El laberinto

05/03/2021 - 11:26 Luis Monje Ciruelo

A propósito del cementerio, yo aconsejaría poner a la entrada un cartel que dijera, por ejemplo, “Se aconseja no entrar en silla de ruedas si no se conoce perfectamente el cementerio.

No, no voy a referirme al laberinto de Creta. Ni al Minotauro ni a Dédalo pese a su relieve mitológico. El tema me lo ha dado la visita al cementerio para depositar un ramo de flores sobre los restos de mi amada esposa y rezar en la sepultura de unos familiares, tarea que se convirtió en poco menos que imposible. Nos llenamos la boca de palabras como accesibilidad, pero que quedan en mero postureo porque, precisamente los que más visitan el cementerio son los mayores y allí las obras de adaptación son nulas.

Al alcalde de turno le llevaría yo en silla de ruedas por la ciudad para que se diera cuenta de las chapuzas de los operarios municipales a la hora de pavimentar calles y paseos. Comenzaría por el Paseo de Las Cruces, en el que algunos creyeron que se habían esmerado los obreros, paseo cuyo nombre tradicional nos gustaba a todos más que el del farmacéutico vasco, Iparraguirre, impulsor del idioma el esperanto, inventado para ser usado en sustitución de todas las lenguas conocidas. Por allí he pasado, y el traqueteo que he sufrido todavía lo siento en mis entrañas. Me hubiese gustado mandarle un vídeo radiográfico con música de Rock & Roll, si ello fuese posible, para que viese bailar mis doloridos huesos en esos momentos; la clínica Sanz Vázquez, la tenía enfrente.

----

EJERCICIOS:
**1)** Responde con datos de la columna sobre accesibilidad:
(a) ¿Qué dos cosas fue a hacer el autor al cementerio?
(b) ¿Por qué paseo comenzaría el recorrido en silla de ruedas con el alcalde?
(c) ¿Qué clínica tenía enfrente al pasar por ese paseo?
**2)** Prolonga la columna sobre accesibilidad a partir de la frase que termina en "la tenía enfrente.", con la misma voz en primera persona.

----

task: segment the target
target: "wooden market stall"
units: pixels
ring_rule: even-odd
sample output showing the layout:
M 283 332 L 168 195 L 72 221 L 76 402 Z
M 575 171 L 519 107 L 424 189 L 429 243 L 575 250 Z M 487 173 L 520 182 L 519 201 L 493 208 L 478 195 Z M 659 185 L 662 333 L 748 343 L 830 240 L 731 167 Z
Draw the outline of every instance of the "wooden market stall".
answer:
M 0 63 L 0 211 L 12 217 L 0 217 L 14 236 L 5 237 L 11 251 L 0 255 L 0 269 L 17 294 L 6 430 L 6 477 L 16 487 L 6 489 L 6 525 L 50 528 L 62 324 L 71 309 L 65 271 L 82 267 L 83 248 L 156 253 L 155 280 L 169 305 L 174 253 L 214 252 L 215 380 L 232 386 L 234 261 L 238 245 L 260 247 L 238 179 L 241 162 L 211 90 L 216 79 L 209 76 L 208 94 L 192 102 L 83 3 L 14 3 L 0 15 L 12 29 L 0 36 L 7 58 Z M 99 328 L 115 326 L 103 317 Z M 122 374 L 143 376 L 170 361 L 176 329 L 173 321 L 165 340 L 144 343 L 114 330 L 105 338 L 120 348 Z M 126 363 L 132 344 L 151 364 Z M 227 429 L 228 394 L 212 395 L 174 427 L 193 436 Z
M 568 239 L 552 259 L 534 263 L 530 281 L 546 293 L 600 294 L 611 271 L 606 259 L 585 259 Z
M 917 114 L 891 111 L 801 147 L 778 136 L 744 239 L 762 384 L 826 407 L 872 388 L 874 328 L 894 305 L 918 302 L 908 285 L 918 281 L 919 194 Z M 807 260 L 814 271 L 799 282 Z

----

RESPUESTAS ESCRITAS:
**1)**
(a) Depositar un ramo de flores sobre los restos de su esposa y rezar en la sepultura de unos familiares.
(b) Por el Paseo de Las Cruces.
(c) La clínica Sanz Vázquez.

**2)**
A propósito del cementerio, yo aconsejaría al alcalde poner a la entrada un cartel que dijera, por ejemplo, “Se aconseja no entrar en silla de ruedas si no se conoce perfectamente el cementerio.” Porque y, aunque hemos entrado por la entrada principal de la parte antigua, mi cuidador, que empujaba la silla, ha tenido que rectificar el recorrido más de veinte veces al encontrar siempre grandes escalones, en un laberinto del que volvimos a ser victimas una y otra vez. Al fin tuve que desistir de rezar ante la sepultura, de don José García Hernández, Abogado del Estado, presidente de la Diputación a los 24 años y vicepresidente del Gobierno, del que escribí su necrológica, y cuando falleció sólo le acompañaron media docena de familiares. Por el mismo motivo tampoco pude ir a la tumba de don Francisco Layna Serrano, cronista provincial, gran amigo mío, con cuya esposa compartimos manteles en su casa y en la mía, pues entonces no estaban de moda los restaurantes, ni él era proclive a ellos.